▶ Work to be completed
Render every line of the items below as a JSON list of strings, with one string per line and blank lines omitted.

Records
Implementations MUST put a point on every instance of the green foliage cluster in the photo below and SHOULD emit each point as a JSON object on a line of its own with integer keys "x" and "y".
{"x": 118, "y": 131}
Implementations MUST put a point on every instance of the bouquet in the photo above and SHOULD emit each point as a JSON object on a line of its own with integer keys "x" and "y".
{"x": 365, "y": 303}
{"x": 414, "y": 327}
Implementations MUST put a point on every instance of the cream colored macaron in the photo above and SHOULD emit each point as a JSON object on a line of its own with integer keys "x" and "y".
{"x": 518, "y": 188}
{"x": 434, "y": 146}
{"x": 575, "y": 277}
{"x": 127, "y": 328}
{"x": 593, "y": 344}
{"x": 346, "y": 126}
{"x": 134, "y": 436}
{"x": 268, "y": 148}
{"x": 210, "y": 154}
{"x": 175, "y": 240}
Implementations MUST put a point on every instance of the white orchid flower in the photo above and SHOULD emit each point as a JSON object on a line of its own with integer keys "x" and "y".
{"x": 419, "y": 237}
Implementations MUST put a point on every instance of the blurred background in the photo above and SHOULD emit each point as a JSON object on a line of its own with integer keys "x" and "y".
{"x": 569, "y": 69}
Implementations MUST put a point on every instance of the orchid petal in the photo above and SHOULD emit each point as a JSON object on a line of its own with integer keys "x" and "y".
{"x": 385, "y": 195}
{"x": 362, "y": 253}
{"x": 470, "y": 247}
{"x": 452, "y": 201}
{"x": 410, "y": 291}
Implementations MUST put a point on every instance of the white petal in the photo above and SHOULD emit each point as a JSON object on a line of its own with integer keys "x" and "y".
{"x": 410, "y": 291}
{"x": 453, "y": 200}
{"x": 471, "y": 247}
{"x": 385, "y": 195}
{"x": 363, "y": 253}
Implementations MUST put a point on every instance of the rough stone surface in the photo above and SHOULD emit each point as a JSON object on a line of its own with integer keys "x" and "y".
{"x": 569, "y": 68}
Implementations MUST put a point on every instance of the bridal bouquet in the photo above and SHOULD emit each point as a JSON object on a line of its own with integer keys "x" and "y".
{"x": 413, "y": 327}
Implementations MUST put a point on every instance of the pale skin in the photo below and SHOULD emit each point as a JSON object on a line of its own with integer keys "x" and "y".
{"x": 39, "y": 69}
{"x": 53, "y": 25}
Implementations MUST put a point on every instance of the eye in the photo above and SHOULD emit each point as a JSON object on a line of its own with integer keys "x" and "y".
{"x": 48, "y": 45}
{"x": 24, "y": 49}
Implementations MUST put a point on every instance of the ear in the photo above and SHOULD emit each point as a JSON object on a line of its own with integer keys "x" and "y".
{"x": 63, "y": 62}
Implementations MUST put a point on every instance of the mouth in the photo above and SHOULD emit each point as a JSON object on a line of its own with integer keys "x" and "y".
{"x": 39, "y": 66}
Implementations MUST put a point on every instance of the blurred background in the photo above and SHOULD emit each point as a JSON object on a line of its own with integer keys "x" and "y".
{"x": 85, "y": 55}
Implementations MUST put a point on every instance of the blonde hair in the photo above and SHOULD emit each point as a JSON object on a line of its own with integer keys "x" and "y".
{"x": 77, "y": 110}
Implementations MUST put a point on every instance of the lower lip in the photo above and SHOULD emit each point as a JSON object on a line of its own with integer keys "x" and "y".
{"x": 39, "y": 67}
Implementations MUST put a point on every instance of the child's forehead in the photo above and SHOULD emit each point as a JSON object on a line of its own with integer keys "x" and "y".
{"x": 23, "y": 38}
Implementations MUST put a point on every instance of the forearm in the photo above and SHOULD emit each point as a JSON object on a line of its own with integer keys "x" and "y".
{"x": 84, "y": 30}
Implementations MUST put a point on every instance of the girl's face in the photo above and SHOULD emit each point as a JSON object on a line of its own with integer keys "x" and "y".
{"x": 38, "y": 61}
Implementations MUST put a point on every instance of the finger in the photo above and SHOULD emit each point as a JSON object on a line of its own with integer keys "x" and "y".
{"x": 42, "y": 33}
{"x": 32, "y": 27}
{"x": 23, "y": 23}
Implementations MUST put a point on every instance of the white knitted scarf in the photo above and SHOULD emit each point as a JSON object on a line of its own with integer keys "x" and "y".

▶ Solution for this exercise
[
  "Implementations MUST put a point on every instance of the green foliage cluster in the photo below and SHOULD emit each point as a JSON object on a line of its own with integer keys \"x\" and \"y\".",
  "{\"x\": 118, \"y\": 131}",
  "Implementations MUST put a point on every instance of the bouquet in the photo above and SHOULD emit each point as a JSON object on a line of its own with integer keys \"x\" and \"y\".",
  "{\"x\": 365, \"y\": 303}",
  "{\"x\": 414, \"y\": 327}",
  "Implementations MUST put a point on every instance of the cream colored macaron in the photo above and SHOULD emit each point as a JSON object on a line of its own with integer keys \"x\" and \"y\".",
  "{\"x\": 518, \"y\": 188}",
  "{\"x\": 434, \"y\": 146}",
  "{\"x\": 575, \"y\": 277}",
  "{\"x\": 127, \"y\": 328}",
  "{\"x\": 593, \"y\": 344}",
  "{\"x\": 346, \"y\": 126}",
  "{\"x\": 134, \"y\": 436}",
  "{\"x\": 268, \"y\": 148}",
  "{\"x\": 210, \"y\": 154}",
  "{\"x\": 175, \"y\": 240}",
  "Implementations MUST put a point on every instance of the white orchid flower in the photo above and SHOULD emit each point as a JSON object on a line of its own with integer keys \"x\" and \"y\".",
  "{\"x\": 419, \"y\": 237}",
  "Implementations MUST put a point on every instance of the blurred background in the photo above and SHOULD emit each point as a JSON object on a line of its own with integer keys \"x\" and \"y\".",
  "{\"x\": 569, \"y\": 69}",
  "Implementations MUST put a point on every instance of the orchid petal in the photo above and SHOULD emit each point as a JSON object on a line of its own with integer keys \"x\" and \"y\".",
  "{\"x\": 385, \"y\": 195}",
  "{\"x\": 362, \"y\": 253}",
  "{\"x\": 470, \"y\": 247}",
  "{\"x\": 452, \"y\": 201}",
  "{\"x\": 410, \"y\": 291}",
  "Implementations MUST put a point on every instance of the white petal in the photo above and SHOULD emit each point as a JSON object on a line of its own with integer keys \"x\" and \"y\".",
  "{\"x\": 410, \"y\": 291}",
  "{\"x\": 453, \"y\": 200}",
  "{\"x\": 471, \"y\": 247}",
  "{\"x\": 385, \"y\": 195}",
  "{\"x\": 363, \"y\": 253}",
  "Implementations MUST put a point on every instance of the rough stone surface in the photo above and SHOULD emit each point as a JSON object on a line of its own with integer keys \"x\" and \"y\".",
  "{\"x\": 569, \"y\": 68}",
  "Implementations MUST put a point on every instance of the bridal bouquet in the photo above and SHOULD emit each point as a JSON object on a line of its own with integer keys \"x\" and \"y\".",
  "{\"x\": 413, \"y\": 327}",
  "Implementations MUST put a point on every instance of the pale skin in the photo below and SHOULD emit each point as a JSON object on a line of its own with integer keys \"x\" and \"y\".",
  "{\"x\": 39, \"y\": 69}",
  "{\"x\": 53, \"y\": 25}",
  "Implementations MUST put a point on every instance of the eye in the photo above and SHOULD emit each point as a JSON object on a line of its own with integer keys \"x\" and \"y\".",
  "{\"x\": 48, \"y\": 45}",
  "{\"x\": 24, \"y\": 49}",
  "Implementations MUST put a point on every instance of the ear in the photo above and SHOULD emit each point as a JSON object on a line of its own with integer keys \"x\" and \"y\".",
  "{\"x\": 63, \"y\": 62}",
  "Implementations MUST put a point on every instance of the mouth in the photo above and SHOULD emit each point as a JSON object on a line of its own with integer keys \"x\" and \"y\".",
  "{\"x\": 39, \"y\": 66}",
  "Implementations MUST put a point on every instance of the blurred background in the photo above and SHOULD emit each point as a JSON object on a line of its own with integer keys \"x\" and \"y\".",
  "{\"x\": 85, \"y\": 55}",
  "Implementations MUST put a point on every instance of the blonde hair in the photo above and SHOULD emit each point as a JSON object on a line of its own with integer keys \"x\" and \"y\".",
  "{\"x\": 77, \"y\": 110}",
  "Implementations MUST put a point on every instance of the lower lip in the photo above and SHOULD emit each point as a JSON object on a line of its own with integer keys \"x\" and \"y\".",
  "{\"x\": 39, \"y\": 67}",
  "Implementations MUST put a point on every instance of the child's forehead in the photo above and SHOULD emit each point as a JSON object on a line of its own with integer keys \"x\" and \"y\".",
  "{\"x\": 23, \"y\": 38}",
  "Implementations MUST put a point on every instance of the forearm in the photo above and SHOULD emit each point as a JSON object on a line of its own with integer keys \"x\" and \"y\".",
  "{\"x\": 84, \"y\": 30}",
  "Implementations MUST put a point on every instance of the girl's face in the photo above and SHOULD emit each point as a JSON object on a line of its own with integer keys \"x\" and \"y\".",
  "{\"x\": 38, \"y\": 61}",
  "Implementations MUST put a point on every instance of the finger in the photo above and SHOULD emit each point as a JSON object on a line of its own with integer keys \"x\" and \"y\".",
  "{\"x\": 42, \"y\": 33}",
  "{\"x\": 32, \"y\": 27}",
  "{\"x\": 23, \"y\": 23}",
  "Implementations MUST put a point on every instance of the white knitted scarf in the photo above and SHOULD emit each point as a JSON object on a line of its own with integer keys \"x\" and \"y\"."
]